-- Selected passage --
════

Being a Subaru driver affords you a special bond with your other Sub drivers
This is to those professional women who have worked their way up and are proud Subaru drivers. It is unfortunate that prior to you acquiring your Sub, you may have missed the memo.
Congratulations, as you will soon discover the Sub is no ordinary machine. When you drive one, you develop a relationship with it and Subs will rarely cheat on you, unless you have neglected to take them out on a date to the mechanic for too long.
By the way forget the Subaru haters, after all we are a society of haters. When you are up everyone wants to pull you down.
So fear not, for you have made the decision to get a Subaru. That is the most important and significant decision you have made in your motoring life.
But there are a few home truths that you need to know. Firstly, there are a number of Subaru enthusiasts groups that you can join on and offline. They are not chamas and trust me as long as you have a Sub, the men will not flirt with you simply because you are a woman. They will respect you.
Such forums are good as they serve to initiate you into the Subarudom. Here you will learn a lot of things, best deals in spares and maintenance. Being a Subaru driver affords you a special bond with your other Sub drivers.
If you are on a Sub and you catch another Sub male driver stealing glances with the corner of his eyes, don’t just sneer stupidly. He could be admiring your car.
In addition, there are some norms with Sub drivers. As a woman you have benefitted from them but you may actually not be aware of the existences of such norms.
Norm One: Always give a Sub driver way if she/he wants to join the road. Unless you are cruising down the road in speeds that would interest the boys in Blue and green, always consider to give way to that Sub waiting to join the highway.
I know a number of women have been getting these privileges, but since they assume they are being given preference by men as an affirmative action, they have not recognised that they are actually eating into the Subaru culture.
Norm Two: Regardless of whether you are surgeon or a fire-fighter rushing to save the world, you cannot annoyingly hoot at another Sub driver. This is a no-no go zone. As Sub drivers, we already have enough haters externally, why would you want to antagonize one another?
Norm Three: If a Sub driver looks your way, acknowledge the brotherhood with a slight nod. To be fair, here you are not obliged to indulge the other Sub driver on mindless tails of ogres.
You could be absorbed in your own world and, therefore, have no spare, time or energy for extended entreaties about your car or his car. But a nod, yes.
Norm Four: You do not put an ‘L’ sign on the big brothers in the Sub family. If you are starting out, the Impreza is the best place to start, and then you can gradually progress up the ladder. Putting that ugly red sign on a Forester, or the big Outbacks or Leggy is absolutely unjustifiable.
Norm Five: Always respect the other Sub driver, irrespective of the age of the car or model he or she is driving. Any Subbie is a good Subbie as it allows the driver to claim his place in the table of Subbie enthusiasts.
So if you are a female Sub driver, and you joined the club recently and you see that you have not been acting in line with the community of practice for Sub drivers, now you know.

════

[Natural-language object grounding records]

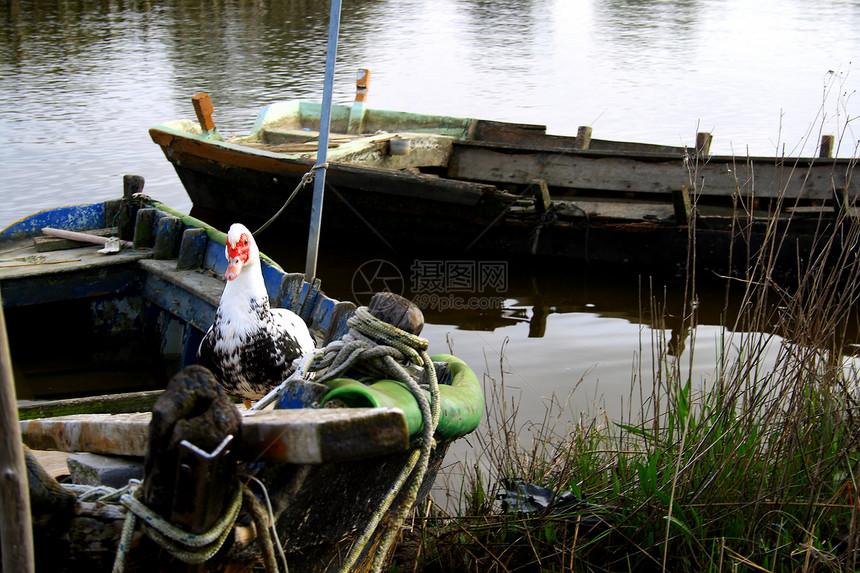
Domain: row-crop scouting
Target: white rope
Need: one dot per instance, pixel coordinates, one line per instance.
(187, 547)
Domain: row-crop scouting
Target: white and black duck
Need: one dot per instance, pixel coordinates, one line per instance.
(251, 347)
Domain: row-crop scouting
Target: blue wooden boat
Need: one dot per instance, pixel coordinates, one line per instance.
(134, 317)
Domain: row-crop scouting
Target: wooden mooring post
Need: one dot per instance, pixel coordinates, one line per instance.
(16, 530)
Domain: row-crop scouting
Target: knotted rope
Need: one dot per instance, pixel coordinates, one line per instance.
(386, 351)
(187, 547)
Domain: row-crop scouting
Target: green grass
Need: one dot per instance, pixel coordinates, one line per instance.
(753, 469)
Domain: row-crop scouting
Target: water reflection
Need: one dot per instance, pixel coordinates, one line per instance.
(81, 82)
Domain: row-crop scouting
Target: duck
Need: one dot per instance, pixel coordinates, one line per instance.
(250, 347)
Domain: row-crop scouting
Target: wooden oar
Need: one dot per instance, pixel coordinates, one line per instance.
(16, 530)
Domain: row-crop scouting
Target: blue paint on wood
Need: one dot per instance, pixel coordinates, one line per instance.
(168, 234)
(192, 249)
(179, 302)
(74, 218)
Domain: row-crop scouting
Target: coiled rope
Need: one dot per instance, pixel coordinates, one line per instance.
(387, 350)
(187, 547)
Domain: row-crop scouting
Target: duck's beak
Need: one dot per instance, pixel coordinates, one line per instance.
(234, 268)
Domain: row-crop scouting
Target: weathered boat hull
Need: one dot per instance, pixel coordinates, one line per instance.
(320, 496)
(511, 189)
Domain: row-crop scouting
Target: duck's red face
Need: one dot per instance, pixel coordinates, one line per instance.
(237, 256)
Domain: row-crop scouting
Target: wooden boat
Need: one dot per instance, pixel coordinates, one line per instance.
(463, 185)
(143, 309)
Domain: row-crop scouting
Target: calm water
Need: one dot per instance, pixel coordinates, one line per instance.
(80, 83)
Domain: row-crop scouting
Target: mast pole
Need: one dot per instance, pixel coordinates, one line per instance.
(322, 150)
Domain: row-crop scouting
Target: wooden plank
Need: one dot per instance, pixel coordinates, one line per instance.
(57, 243)
(189, 294)
(806, 178)
(242, 164)
(16, 532)
(124, 403)
(302, 436)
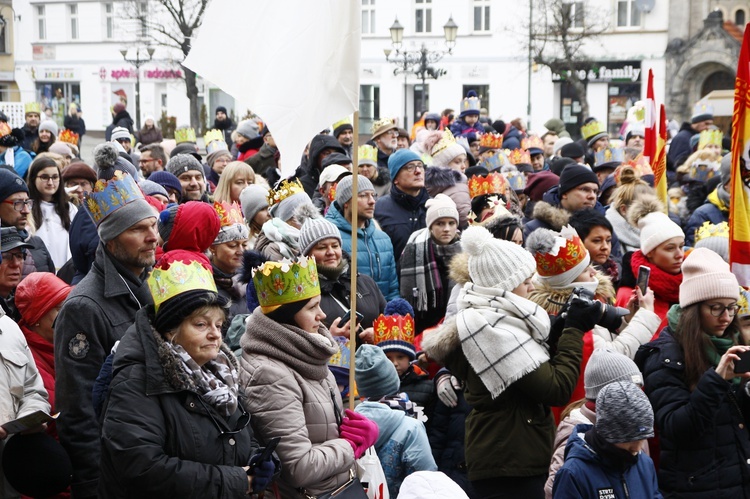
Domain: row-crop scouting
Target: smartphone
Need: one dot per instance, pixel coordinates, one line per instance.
(643, 274)
(742, 365)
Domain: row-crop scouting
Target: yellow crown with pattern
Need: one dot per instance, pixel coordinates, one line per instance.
(278, 283)
(492, 183)
(184, 134)
(712, 230)
(33, 107)
(177, 279)
(592, 128)
(109, 196)
(491, 141)
(367, 154)
(286, 188)
(710, 137)
(69, 137)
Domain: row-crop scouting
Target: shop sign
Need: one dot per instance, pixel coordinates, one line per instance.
(605, 72)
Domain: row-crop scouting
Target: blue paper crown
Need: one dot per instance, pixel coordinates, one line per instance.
(109, 196)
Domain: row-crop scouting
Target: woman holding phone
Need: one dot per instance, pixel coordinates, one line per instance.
(701, 405)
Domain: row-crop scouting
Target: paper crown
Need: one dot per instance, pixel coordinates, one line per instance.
(532, 142)
(446, 140)
(712, 137)
(177, 279)
(592, 128)
(712, 230)
(33, 107)
(491, 141)
(367, 154)
(492, 183)
(518, 156)
(184, 134)
(278, 283)
(109, 196)
(609, 155)
(69, 137)
(567, 252)
(286, 188)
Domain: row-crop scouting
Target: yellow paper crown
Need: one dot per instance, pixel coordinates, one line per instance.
(177, 279)
(185, 134)
(286, 188)
(712, 230)
(278, 283)
(713, 137)
(592, 128)
(366, 154)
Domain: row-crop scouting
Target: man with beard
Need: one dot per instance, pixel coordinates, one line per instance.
(97, 313)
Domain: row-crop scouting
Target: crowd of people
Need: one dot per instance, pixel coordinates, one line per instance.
(532, 320)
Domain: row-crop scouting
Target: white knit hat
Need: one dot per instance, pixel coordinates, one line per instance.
(441, 206)
(495, 263)
(656, 228)
(706, 276)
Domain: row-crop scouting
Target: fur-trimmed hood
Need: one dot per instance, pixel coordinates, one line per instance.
(555, 218)
(548, 298)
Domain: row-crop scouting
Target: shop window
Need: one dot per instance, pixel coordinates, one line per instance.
(368, 17)
(481, 15)
(423, 16)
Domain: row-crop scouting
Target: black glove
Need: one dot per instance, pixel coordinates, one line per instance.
(583, 314)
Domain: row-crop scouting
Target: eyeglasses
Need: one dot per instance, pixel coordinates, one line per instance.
(19, 205)
(242, 422)
(717, 310)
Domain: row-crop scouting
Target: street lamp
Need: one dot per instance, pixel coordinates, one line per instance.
(418, 62)
(138, 62)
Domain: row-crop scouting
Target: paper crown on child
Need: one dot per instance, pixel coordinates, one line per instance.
(710, 137)
(109, 196)
(567, 252)
(279, 283)
(285, 189)
(492, 183)
(177, 279)
(395, 333)
(33, 107)
(184, 134)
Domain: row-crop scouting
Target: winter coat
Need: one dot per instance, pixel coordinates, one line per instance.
(587, 474)
(453, 184)
(402, 444)
(511, 435)
(171, 445)
(375, 256)
(96, 314)
(288, 397)
(21, 385)
(714, 210)
(703, 431)
(399, 215)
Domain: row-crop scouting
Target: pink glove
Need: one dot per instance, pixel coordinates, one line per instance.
(360, 432)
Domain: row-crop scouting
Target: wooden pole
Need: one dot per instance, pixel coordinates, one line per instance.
(353, 263)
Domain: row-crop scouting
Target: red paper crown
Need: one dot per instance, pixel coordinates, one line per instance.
(492, 183)
(394, 328)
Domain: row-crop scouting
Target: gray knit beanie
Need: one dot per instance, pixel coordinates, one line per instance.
(315, 230)
(623, 413)
(344, 188)
(605, 367)
(376, 376)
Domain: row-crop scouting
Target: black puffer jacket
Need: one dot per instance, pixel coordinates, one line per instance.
(158, 439)
(703, 433)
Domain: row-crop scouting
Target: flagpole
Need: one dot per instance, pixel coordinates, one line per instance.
(353, 263)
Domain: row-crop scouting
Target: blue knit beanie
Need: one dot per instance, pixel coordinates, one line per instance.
(398, 159)
(375, 375)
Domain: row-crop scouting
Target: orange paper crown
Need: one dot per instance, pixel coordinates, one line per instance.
(492, 183)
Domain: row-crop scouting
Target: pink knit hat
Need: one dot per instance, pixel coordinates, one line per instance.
(706, 276)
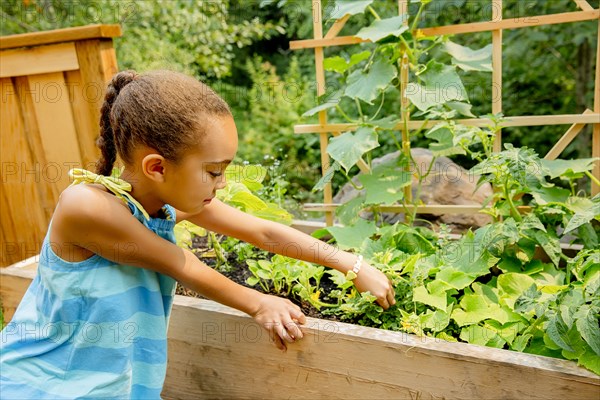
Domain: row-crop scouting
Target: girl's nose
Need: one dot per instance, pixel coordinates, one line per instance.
(222, 182)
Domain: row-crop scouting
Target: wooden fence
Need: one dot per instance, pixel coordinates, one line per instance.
(52, 89)
(496, 26)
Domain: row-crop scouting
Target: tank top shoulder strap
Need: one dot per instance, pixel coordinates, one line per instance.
(118, 187)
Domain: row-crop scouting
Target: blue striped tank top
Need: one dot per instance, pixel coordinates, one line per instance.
(90, 329)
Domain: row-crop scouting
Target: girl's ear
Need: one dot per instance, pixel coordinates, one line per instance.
(153, 166)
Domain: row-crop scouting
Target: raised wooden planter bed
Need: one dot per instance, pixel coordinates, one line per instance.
(219, 352)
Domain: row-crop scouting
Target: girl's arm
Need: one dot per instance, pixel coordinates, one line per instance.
(277, 238)
(120, 237)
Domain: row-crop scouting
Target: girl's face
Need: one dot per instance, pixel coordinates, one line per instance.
(193, 182)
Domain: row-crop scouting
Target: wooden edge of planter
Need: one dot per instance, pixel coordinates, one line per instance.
(216, 351)
(97, 31)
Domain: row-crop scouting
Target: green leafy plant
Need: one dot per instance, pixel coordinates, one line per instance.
(243, 184)
(399, 61)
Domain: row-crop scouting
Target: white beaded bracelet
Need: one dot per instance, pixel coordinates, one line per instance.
(357, 264)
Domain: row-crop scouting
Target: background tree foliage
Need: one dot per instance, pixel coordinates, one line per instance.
(241, 48)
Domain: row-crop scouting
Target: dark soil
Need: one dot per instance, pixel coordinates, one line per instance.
(238, 272)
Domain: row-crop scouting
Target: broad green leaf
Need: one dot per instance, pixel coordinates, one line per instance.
(558, 331)
(547, 195)
(512, 286)
(531, 221)
(383, 28)
(436, 320)
(445, 141)
(328, 101)
(588, 236)
(456, 279)
(349, 147)
(521, 342)
(466, 255)
(384, 185)
(275, 213)
(249, 175)
(587, 325)
(352, 237)
(475, 308)
(560, 167)
(327, 177)
(510, 264)
(507, 331)
(348, 7)
(528, 300)
(252, 280)
(550, 244)
(461, 108)
(591, 361)
(442, 85)
(583, 217)
(367, 86)
(358, 57)
(437, 300)
(476, 334)
(248, 201)
(468, 59)
(446, 337)
(388, 122)
(337, 64)
(348, 213)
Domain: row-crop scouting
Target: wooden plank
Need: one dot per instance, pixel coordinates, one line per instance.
(315, 43)
(20, 177)
(340, 361)
(38, 60)
(84, 117)
(532, 120)
(513, 23)
(565, 140)
(98, 64)
(405, 113)
(320, 76)
(337, 27)
(60, 35)
(423, 209)
(497, 70)
(48, 192)
(214, 352)
(56, 126)
(596, 131)
(584, 5)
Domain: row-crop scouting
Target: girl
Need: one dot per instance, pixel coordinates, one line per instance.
(94, 321)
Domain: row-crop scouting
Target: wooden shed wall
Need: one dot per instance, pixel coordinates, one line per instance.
(52, 87)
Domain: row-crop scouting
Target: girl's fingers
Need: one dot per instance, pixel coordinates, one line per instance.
(294, 331)
(276, 339)
(298, 315)
(391, 296)
(384, 303)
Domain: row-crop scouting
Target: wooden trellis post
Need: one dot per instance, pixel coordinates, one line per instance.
(496, 26)
(318, 33)
(497, 69)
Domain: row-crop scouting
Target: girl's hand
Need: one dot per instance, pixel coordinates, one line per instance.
(373, 280)
(280, 317)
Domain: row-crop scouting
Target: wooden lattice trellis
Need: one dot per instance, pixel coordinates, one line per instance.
(496, 25)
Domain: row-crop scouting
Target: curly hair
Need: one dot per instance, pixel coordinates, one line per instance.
(163, 110)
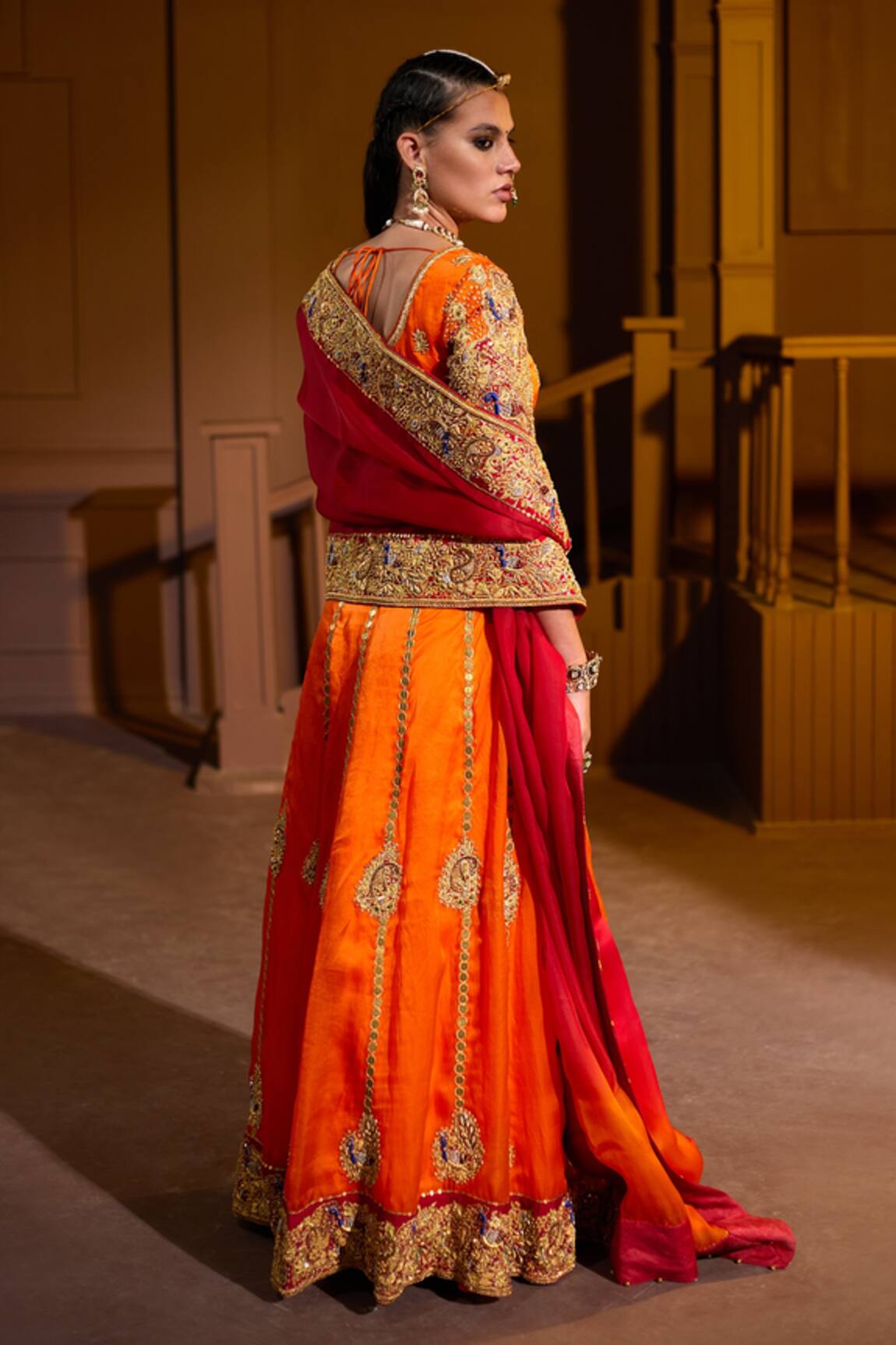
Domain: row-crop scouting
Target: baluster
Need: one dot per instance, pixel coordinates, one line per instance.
(757, 479)
(783, 596)
(744, 467)
(841, 485)
(592, 503)
(774, 450)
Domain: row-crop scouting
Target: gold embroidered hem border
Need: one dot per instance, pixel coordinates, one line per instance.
(479, 1244)
(432, 569)
(502, 457)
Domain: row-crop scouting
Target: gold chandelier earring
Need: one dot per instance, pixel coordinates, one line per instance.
(420, 201)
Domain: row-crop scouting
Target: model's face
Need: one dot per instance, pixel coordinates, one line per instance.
(470, 159)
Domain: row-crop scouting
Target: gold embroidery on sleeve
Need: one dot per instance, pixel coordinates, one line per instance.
(457, 1152)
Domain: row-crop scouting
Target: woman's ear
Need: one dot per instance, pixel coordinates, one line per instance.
(409, 146)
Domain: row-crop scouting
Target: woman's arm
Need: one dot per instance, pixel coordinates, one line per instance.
(561, 628)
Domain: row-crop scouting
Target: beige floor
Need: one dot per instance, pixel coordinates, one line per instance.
(764, 976)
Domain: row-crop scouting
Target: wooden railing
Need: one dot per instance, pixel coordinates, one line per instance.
(764, 456)
(251, 731)
(650, 366)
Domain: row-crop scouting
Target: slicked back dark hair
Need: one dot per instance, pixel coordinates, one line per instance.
(418, 90)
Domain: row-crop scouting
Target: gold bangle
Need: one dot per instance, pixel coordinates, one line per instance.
(583, 677)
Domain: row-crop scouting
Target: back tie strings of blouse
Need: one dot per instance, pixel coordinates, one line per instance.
(364, 272)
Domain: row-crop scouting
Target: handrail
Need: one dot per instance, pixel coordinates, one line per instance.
(587, 379)
(766, 455)
(649, 365)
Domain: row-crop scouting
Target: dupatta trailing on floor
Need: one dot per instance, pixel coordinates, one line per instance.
(435, 500)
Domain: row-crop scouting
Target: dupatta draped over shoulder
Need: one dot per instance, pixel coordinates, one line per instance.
(438, 496)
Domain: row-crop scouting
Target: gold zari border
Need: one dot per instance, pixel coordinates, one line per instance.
(433, 569)
(478, 1243)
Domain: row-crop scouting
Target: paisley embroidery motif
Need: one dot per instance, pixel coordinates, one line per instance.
(403, 569)
(499, 455)
(377, 895)
(457, 1152)
(255, 1100)
(310, 865)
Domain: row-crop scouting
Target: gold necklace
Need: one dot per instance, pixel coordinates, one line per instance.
(431, 229)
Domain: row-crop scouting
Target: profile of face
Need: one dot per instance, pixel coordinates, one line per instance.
(468, 157)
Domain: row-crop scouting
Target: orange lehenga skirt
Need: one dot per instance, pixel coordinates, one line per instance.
(407, 1103)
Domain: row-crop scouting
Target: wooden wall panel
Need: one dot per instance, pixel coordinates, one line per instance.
(44, 655)
(37, 242)
(884, 718)
(841, 109)
(659, 682)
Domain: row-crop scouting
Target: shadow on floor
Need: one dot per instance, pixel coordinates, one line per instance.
(148, 1102)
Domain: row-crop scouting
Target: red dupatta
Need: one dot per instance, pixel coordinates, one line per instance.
(394, 450)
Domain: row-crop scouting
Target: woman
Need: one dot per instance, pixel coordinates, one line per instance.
(448, 1074)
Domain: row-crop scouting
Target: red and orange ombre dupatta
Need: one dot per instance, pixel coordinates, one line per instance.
(393, 450)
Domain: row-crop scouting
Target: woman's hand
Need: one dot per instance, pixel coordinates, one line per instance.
(561, 630)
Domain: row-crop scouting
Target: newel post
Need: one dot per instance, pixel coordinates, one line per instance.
(651, 441)
(251, 731)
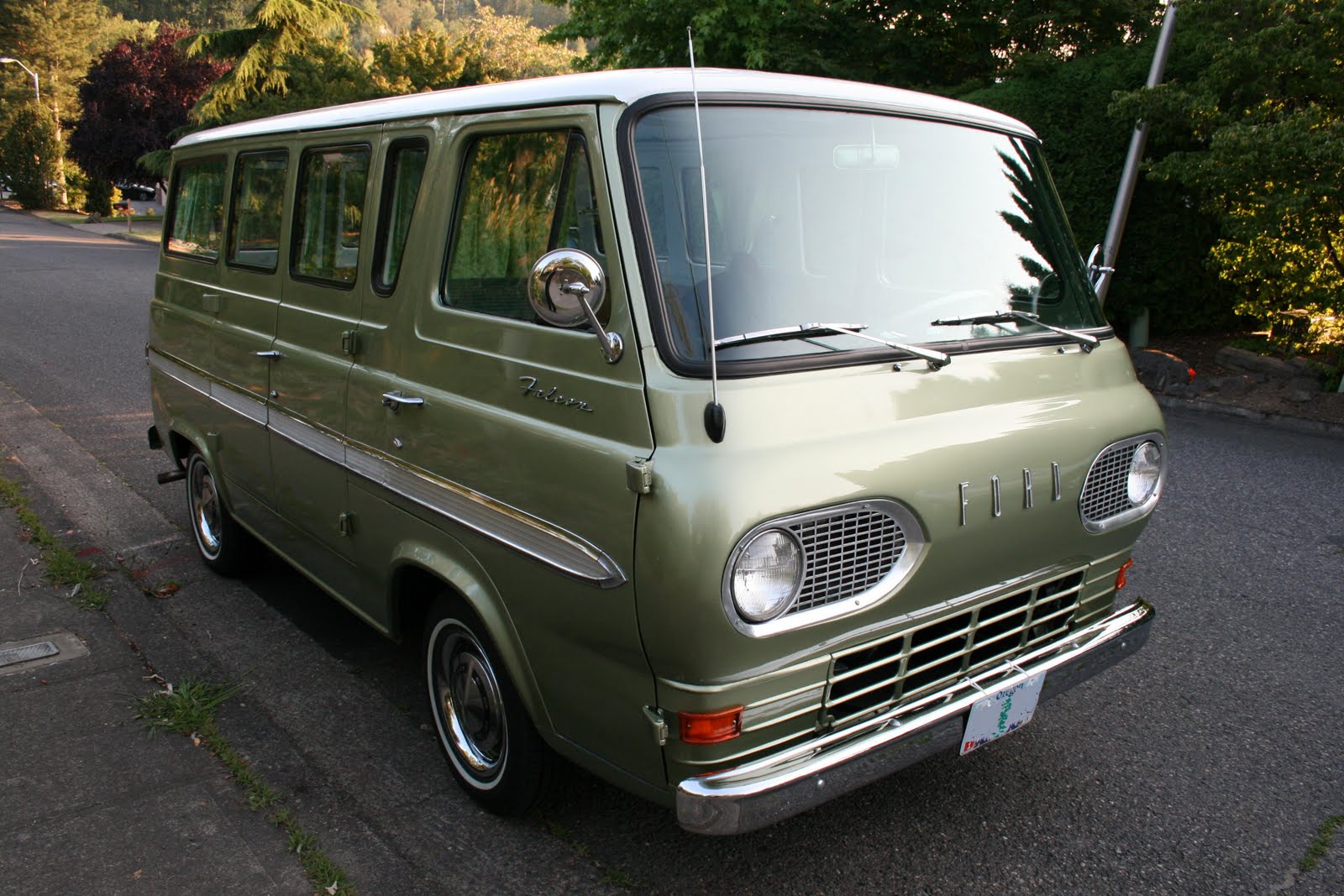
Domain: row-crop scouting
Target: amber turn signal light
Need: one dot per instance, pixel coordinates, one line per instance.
(710, 727)
(1122, 577)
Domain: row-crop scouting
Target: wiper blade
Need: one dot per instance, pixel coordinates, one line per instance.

════

In the piece on Subaru driver norms, what does Norm Three say to do when another Sub driver looks your way?

-- Response to the task --
Acknowledge the brotherhood with a slight nod.